Start of Block

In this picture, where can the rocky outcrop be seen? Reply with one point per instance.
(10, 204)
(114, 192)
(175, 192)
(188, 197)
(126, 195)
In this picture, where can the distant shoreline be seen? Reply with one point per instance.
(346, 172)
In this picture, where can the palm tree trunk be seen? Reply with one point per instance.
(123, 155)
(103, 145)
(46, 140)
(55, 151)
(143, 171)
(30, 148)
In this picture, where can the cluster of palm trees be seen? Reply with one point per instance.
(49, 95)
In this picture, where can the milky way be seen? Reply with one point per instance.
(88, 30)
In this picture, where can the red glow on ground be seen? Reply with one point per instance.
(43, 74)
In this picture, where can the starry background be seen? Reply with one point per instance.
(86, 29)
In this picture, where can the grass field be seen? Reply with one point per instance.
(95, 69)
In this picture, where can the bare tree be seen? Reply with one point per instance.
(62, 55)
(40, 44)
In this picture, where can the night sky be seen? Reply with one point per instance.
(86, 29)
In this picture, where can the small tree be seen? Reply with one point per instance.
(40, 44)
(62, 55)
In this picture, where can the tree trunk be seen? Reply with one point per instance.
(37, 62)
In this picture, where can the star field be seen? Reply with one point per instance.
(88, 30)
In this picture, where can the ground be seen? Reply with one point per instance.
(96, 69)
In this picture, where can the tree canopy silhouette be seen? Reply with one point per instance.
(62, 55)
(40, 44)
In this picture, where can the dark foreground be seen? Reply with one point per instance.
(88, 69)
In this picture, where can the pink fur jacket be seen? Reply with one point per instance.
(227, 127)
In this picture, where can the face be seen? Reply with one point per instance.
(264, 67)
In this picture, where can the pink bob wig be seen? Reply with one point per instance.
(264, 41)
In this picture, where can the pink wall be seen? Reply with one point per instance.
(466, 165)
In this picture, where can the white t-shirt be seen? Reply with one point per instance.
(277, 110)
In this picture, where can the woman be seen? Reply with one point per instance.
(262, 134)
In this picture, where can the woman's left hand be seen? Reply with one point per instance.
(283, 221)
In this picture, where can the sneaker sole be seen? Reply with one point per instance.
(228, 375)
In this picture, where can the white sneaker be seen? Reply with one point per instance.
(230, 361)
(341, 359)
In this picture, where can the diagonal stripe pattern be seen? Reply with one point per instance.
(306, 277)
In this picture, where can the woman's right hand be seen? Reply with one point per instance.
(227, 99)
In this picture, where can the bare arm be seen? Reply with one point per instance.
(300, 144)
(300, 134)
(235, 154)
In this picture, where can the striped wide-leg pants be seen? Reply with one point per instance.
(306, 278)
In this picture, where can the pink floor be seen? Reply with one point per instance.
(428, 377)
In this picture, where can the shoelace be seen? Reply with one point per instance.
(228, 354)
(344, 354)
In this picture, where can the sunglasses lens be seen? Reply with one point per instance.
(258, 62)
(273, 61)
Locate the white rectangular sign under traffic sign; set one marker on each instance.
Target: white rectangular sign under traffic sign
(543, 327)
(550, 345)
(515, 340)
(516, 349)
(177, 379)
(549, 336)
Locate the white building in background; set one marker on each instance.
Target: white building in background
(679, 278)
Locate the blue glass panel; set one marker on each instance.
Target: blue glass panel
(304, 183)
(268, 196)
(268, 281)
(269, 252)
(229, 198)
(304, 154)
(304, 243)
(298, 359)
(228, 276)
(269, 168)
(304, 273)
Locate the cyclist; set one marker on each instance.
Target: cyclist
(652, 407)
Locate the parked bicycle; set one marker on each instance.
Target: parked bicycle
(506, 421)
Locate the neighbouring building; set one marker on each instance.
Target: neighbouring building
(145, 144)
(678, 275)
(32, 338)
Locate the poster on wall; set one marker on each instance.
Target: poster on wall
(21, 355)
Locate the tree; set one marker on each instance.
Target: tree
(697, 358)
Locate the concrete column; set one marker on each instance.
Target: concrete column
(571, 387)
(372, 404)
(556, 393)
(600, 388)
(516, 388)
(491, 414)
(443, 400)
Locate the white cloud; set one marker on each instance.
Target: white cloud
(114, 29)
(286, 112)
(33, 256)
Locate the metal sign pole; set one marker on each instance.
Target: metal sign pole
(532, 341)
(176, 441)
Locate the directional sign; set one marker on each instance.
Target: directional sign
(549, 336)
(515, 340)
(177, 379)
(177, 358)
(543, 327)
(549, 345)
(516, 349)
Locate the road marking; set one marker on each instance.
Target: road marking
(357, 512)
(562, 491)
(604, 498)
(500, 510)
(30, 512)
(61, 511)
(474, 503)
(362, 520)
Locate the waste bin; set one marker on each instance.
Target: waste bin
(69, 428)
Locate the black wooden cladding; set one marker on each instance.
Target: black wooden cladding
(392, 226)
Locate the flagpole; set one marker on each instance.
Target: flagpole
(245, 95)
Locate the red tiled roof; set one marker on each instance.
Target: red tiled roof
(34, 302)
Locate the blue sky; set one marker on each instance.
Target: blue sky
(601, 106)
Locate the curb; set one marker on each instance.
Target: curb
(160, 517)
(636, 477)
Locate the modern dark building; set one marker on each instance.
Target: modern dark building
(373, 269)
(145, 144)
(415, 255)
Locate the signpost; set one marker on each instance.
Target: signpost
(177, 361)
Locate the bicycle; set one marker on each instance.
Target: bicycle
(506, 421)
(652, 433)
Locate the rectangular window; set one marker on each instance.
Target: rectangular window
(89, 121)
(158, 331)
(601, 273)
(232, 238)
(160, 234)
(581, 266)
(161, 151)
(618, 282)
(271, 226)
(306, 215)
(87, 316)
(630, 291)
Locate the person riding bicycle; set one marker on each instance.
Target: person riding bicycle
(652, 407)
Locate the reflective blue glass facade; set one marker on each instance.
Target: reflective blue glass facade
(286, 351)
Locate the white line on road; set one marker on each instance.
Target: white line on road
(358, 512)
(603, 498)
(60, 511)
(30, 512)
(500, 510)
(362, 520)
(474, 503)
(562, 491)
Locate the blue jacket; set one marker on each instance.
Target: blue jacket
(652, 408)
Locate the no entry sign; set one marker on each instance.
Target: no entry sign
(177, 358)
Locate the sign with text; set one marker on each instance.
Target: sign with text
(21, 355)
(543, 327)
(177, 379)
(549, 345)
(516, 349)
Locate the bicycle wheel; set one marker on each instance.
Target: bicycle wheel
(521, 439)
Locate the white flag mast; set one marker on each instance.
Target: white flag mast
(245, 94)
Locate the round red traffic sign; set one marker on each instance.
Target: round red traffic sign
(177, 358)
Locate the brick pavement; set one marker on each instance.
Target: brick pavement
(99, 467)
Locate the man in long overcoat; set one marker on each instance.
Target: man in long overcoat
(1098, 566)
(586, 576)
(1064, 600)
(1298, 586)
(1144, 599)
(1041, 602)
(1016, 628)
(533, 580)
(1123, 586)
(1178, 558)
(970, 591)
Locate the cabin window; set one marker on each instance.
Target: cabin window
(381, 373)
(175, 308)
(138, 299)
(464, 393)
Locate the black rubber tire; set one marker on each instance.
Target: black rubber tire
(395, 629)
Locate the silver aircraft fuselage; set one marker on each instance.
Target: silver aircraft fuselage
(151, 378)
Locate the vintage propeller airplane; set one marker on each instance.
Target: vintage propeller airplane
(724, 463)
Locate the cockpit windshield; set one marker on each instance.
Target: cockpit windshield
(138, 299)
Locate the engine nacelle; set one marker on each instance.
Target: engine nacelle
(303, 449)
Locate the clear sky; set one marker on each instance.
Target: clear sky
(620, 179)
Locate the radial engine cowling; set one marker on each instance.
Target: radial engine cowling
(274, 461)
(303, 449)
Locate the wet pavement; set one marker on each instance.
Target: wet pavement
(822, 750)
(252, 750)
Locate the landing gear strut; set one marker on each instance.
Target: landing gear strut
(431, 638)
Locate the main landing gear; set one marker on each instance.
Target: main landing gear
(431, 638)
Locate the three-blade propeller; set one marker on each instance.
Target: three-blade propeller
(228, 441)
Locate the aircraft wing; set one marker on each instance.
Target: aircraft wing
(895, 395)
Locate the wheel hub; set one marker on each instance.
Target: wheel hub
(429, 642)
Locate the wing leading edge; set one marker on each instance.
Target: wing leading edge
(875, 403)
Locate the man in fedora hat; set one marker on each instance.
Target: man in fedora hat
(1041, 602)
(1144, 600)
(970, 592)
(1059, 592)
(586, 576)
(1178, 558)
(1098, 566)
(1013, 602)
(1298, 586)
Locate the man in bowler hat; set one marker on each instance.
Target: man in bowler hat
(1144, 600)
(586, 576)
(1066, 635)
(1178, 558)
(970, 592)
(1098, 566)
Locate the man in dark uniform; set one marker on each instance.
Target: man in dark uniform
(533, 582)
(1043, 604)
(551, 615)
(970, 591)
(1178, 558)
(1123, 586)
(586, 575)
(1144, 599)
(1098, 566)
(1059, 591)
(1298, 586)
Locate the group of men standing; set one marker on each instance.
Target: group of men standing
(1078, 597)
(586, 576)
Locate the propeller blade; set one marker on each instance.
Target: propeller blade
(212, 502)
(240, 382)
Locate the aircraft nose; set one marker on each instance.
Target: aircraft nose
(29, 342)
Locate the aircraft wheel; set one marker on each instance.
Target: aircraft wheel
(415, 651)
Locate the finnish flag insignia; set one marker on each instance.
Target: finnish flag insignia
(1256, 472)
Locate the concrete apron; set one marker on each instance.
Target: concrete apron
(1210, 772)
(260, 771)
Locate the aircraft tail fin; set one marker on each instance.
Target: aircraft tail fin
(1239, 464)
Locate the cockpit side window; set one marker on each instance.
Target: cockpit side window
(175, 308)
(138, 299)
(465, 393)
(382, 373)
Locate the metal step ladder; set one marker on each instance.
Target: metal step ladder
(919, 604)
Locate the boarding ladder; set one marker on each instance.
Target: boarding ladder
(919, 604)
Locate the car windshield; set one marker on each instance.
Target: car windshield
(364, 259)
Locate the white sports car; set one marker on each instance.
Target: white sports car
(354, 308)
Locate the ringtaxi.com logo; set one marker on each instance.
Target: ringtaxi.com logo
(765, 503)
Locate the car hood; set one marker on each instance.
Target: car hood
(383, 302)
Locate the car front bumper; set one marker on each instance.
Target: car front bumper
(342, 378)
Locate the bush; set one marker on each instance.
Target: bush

End of Block

**EXERCISE PROMPT**
How many of the lines above contain the word "bush"? Give the number alone.

**RESPONSE BELOW**
2